### Available records ###

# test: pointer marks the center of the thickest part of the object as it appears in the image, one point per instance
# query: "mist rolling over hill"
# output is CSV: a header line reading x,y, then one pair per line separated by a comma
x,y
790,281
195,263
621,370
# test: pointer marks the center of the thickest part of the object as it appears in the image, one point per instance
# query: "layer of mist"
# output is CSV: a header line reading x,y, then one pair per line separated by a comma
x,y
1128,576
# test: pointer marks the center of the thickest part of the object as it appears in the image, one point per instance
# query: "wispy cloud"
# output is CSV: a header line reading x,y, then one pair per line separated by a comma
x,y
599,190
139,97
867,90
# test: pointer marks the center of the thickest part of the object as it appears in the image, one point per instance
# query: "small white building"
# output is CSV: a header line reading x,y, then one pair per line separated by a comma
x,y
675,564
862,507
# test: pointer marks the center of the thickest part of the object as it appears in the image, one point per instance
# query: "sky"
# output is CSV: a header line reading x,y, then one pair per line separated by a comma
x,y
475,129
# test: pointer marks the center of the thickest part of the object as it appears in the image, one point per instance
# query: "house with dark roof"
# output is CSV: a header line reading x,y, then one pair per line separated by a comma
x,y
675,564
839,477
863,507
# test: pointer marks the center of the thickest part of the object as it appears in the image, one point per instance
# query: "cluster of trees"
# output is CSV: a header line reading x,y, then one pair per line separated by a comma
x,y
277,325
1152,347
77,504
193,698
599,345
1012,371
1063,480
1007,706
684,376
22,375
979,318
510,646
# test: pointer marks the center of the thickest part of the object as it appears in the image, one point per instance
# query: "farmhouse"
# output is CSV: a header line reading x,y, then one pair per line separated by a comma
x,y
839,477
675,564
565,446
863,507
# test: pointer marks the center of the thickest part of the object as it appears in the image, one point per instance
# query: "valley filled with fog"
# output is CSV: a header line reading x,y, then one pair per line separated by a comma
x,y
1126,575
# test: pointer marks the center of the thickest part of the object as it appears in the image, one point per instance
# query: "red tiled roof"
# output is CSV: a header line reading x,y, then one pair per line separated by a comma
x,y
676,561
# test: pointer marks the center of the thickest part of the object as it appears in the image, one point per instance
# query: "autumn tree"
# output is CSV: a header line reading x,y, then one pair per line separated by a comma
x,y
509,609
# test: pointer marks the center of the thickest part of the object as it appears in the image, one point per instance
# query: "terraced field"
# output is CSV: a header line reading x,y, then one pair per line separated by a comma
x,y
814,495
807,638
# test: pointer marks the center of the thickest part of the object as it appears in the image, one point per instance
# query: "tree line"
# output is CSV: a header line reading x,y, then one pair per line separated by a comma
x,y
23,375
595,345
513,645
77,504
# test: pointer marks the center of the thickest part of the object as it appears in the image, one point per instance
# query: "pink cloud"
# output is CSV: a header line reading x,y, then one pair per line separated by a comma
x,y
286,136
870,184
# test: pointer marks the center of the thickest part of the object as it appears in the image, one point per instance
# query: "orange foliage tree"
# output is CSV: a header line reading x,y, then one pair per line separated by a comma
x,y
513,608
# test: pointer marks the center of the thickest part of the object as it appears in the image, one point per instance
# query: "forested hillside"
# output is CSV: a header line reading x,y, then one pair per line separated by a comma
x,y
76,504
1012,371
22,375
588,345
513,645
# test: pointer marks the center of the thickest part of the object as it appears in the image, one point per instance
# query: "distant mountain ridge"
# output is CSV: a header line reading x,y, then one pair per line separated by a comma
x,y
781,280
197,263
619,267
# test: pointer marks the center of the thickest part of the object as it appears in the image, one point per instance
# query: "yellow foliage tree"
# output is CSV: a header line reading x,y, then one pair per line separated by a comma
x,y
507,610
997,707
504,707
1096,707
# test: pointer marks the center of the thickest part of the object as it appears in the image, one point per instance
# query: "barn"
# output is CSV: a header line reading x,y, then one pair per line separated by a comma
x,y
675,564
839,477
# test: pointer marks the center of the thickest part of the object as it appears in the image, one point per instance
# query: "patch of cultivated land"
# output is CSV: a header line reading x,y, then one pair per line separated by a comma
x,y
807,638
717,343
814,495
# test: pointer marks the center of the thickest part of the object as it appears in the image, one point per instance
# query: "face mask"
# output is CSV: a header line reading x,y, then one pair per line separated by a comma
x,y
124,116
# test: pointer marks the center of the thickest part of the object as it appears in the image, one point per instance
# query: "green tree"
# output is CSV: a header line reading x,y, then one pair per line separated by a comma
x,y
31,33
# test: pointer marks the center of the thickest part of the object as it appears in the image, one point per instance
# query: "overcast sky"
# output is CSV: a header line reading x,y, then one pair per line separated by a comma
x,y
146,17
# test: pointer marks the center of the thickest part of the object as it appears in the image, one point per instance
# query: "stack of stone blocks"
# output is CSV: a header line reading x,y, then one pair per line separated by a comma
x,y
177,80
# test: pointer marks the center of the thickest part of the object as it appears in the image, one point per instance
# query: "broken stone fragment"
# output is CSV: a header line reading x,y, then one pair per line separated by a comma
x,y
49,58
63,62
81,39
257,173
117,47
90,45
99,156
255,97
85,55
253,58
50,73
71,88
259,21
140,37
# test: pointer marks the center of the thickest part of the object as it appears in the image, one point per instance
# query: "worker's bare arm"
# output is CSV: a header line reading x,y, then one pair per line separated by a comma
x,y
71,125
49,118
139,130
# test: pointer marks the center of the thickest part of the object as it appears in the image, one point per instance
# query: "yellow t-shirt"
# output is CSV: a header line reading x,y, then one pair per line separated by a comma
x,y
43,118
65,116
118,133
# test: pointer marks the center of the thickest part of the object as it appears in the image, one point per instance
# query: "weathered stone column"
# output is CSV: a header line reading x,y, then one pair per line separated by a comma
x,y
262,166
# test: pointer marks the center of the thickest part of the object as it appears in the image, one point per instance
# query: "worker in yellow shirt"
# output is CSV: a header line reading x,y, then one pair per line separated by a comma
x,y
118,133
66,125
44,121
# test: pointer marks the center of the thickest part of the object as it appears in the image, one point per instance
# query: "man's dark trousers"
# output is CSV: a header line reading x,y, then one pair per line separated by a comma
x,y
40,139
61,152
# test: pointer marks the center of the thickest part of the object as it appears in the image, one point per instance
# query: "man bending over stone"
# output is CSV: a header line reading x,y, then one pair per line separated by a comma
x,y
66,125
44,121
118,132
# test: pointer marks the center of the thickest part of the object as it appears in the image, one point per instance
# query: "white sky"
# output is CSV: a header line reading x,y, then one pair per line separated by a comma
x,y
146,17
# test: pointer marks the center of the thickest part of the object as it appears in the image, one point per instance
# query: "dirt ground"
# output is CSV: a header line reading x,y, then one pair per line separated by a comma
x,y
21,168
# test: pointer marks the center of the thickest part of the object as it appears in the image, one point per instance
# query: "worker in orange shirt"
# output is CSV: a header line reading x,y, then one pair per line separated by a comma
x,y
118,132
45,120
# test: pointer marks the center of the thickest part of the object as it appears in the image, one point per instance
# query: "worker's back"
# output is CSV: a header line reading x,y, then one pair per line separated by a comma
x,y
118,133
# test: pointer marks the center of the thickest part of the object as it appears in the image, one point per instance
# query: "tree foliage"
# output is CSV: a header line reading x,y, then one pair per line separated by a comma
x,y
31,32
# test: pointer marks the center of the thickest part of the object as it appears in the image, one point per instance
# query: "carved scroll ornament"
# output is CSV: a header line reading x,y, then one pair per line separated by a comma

###

▸ What you are asked to do: All entries above are to be reproduced exactly.

▸ Written solution:
# test: pointer marks the center of the thickest part of the object as it appears in the image, one point per instance
# query: "mist rolling over hill"
# output is CSV: a header line reading x,y, then one pair per line separated by a comma
x,y
790,281
195,263
621,370
# test: pointer marks the center of the thickest part of the object as it appears in the image, one point per instance
# query: "layer of mist"
# output is CSV: a header line reading x,y, then one pair per line separated by a comma
x,y
1128,576
# test: pointer marks the center of the thickest part of the object as it appears in the image, one point per instance
# query: "wispy cloud"
# output is CSV: a header line reading x,y, then one pair per line separated by a comma
x,y
599,190
139,97
867,90
# test: pointer marks the center of the thickest part of the object as it appears in the image, one point per instance
# query: "small white building"
# output is CSV: a header line reading x,y, then one pair per line separated by a comma
x,y
675,564
862,507
# test: pointer marks the center of the thickest part of the object as it appears in the image, one point per instance
# query: "sky"
# output is CSV: a header line reading x,y, then one pair per line separated by a comma
x,y
475,129
# test: pointer marks the center of the thickest part of the object as it appears in the image, one point per instance
# query: "house with dark roof"
# output is CSV: a header line reading x,y, then one pair per line separated by a comma
x,y
675,564
839,477
863,507
# test: pointer marks the center of the thickest part of the object as it appears in the image, one point per instance
# query: "cluster of trees"
# output is CSV: a header line reading x,y, then one pair per line separated by a comma
x,y
277,325
1152,347
77,504
193,698
599,345
1012,371
1063,480
1007,706
684,376
22,375
979,318
510,646
# test: pointer marks the center of the thickest part of the object as it appears in the image, one point per instance
# query: "farmhouse"
# output is CSV: a header line reading x,y, then one pair per line separated by a comma
x,y
839,477
675,564
565,446
863,507
# test: pointer marks the center of the thickest part of the object as it appears in the image, one point per instance
# query: "valley filled with fog"
# output is CSV: a header line reading x,y, then one pair per line separated by a comma
x,y
1126,575
# test: pointer marks the center of the thickest part of the object as it appears in the image, one point per instance
# query: "red tiled roof"
# output is CSV: a header line reading x,y, then one pair per line separated by a comma
x,y
676,561
# test: pointer marks the center of the thickest part of the object as it appears in the image, one point per instance
# query: "autumn tree"
# output is CSV: a header line reading x,y, then one pair per line separated by a comma
x,y
509,609
# test: pointer marks the center of the thickest part of the object as it appears in the image, one point per instance
# query: "terraced field"
# output is CSV: a header line reading x,y, then one pair per line separated by a comma
x,y
814,495
807,638
# test: pointer marks the center of the thickest part of the object as it appears in the image, one point per instance
# query: "tree line"
# output is CSV: a header line reading x,y, then one pair per line separated by a comma
x,y
23,375
595,345
513,645
77,504
# test: pointer marks the center of the thickest part of the object as it appears in the image, one point per instance
# query: "pink cloud"
# output is CSV: a header line reading x,y, then one pair per line separated by a comma
x,y
286,136
870,184
# test: pointer marks the center of the thickest part of the object as it appears in the image, one point per instance
# query: "orange foliage tree"
# output is CSV: a header line reading x,y, then one pair per line separated by a comma
x,y
513,608
# test: pointer marks the center of the thickest part of the object as it appears in the image, one point per instance
# query: "forested hillside"
# output is CSV: a header line reading x,y, then one pair per line separated by a comma
x,y
76,504
1012,371
22,375
588,345
513,645
# test: pointer marks the center of the thickest part of the object as it appears in the image, one point per instance
# query: "distant mountain ridge"
# output is CSV: a header line reading x,y, then one pair per line separated by a comma
x,y
781,280
197,263
619,267
# test: pointer marks the center of the thickest part of the object as it appears in the image, one point per instance
# query: "yellow foliage tree"
# output is CSV: a header line reading x,y, then one pair per line separated by a comma
x,y
507,610
997,707
504,707
1096,707
# test: pointer marks the center of the thickest part of the object as it appears in the image, one point per instance
# query: "barn"
# output is CSV: a header line reading x,y, then one pair per line separated by a comma
x,y
675,564
839,477
# test: pointer marks the center of the thickest part of the object as it appears in the image, one point per instance
# query: "patch of cultivated land"
# output is CSV: a header line reading x,y, then one pair per line separated by a comma
x,y
807,638
717,343
814,495
# test: pointer marks the center of the thickest part of the object as it appears in the image, one point per instance
# query: "face mask"
# output is CSV: a header line reading x,y, then one pair per line separated by a comma
x,y
124,116
# test: pointer marks the center of the thickest part of the object as it appears in the image, one point per instance
# query: "green tree"
# output is CSV: a header line reading x,y, then one pair per line separated by a comma
x,y
31,33
# test: pointer marks the center of the thickest part of the object as it appears in the image, one point per instance
# query: "overcast sky"
# output is CSV: a header line reading x,y, then one pair per line separated by a comma
x,y
146,17
# test: pointer marks the center of the thickest part of the object as it appears in the image, one point per instance
# query: "stack of stone blocks"
# output is CSV: a header line reading x,y, then one pair per line separated by a comma
x,y
177,80
# test: pointer marks the center of the thickest part of the object as it appears in the image, one point per instance
# query: "broken stone fragment"
# output is CSV: a header line reading x,y, then one pair per line separated by a comma
x,y
49,58
63,62
81,39
257,173
117,47
90,45
99,156
255,97
85,55
253,58
50,73
71,88
259,21
140,37
# test: pointer marks the center of the thickest part of the object as it appears in the image, one point per instance
# query: "worker's bare arm"
# output is CSV: a header line reading x,y, then one pair per line separated by a comma
x,y
71,125
49,118
139,130
# test: pointer marks the center of the thickest part of the object as it appears in the image, one point per instance
# query: "yellow t-shirt"
# output is CSV: a header line reading x,y, then one pair per line separated by a comma
x,y
43,118
65,116
118,133
# test: pointer marks the center of the thickest part of the object as it appears in the image, one point per instance
# query: "weathered stone column"
# output is CSV: a header line reading x,y, then one pair per line separated by a comma
x,y
262,166
# test: pointer marks the center of the thickest part of the object as it appears in the image, one point per instance
# query: "worker in yellow shirt"
# output is CSV: a header line reading x,y, then one pair per line separated by a comma
x,y
118,133
66,125
44,121
# test: pointer marks the center of the thickest part of the object as it appears in the image, one point per instance
# query: "man's dark trousers"
# output is CSV: a header line reading x,y, then one pair per line separated by a comma
x,y
40,139
61,152
# test: pointer marks the center of the thickest part of the object as it appears in the image, one point per instance
# query: "man bending over stone"
# output is CSV: a header line reading x,y, then one pair per line separated by a comma
x,y
66,125
44,121
118,132
# test: pointer marks the center of the thickest part of the object as it appears in the image, one point per instance
# query: "white sky"
# output is CSV: a header line reading x,y, then one pair per line separated by a comma
x,y
146,17
# test: pointer marks the center of the thickest part of the object as it appears in the image, one point per instance
# query: "dirt ground"
# output is CSV: a header line reading x,y, then one pair per line separated by a comma
x,y
21,168
# test: pointer marks the center of the thickest part of the object as it appears in the image, one point per instance
# query: "worker in orange shirt"
# output is CSV: a header line reading x,y, then one pair per line separated by a comma
x,y
118,132
45,120
# test: pointer marks the center of the thickest part of the object as it appears in the image, one point per instance
# query: "worker's back"
# output is CSV: a header line reading x,y, then one pair per line separated by a comma
x,y
118,133
# test: pointer marks the center of the thickest part of the object as it appears in the image, one point per instance
# query: "tree foliage"
# output is CSV: a header line reading x,y, then one pair per line separated by a comma
x,y
31,32
# test: pointer marks the center of the thickest part of the object as it appears in the image, one point per instance
# query: "carved scroll ornament"
# output is CSV: a header line reading x,y, then one pair per line separated by a comma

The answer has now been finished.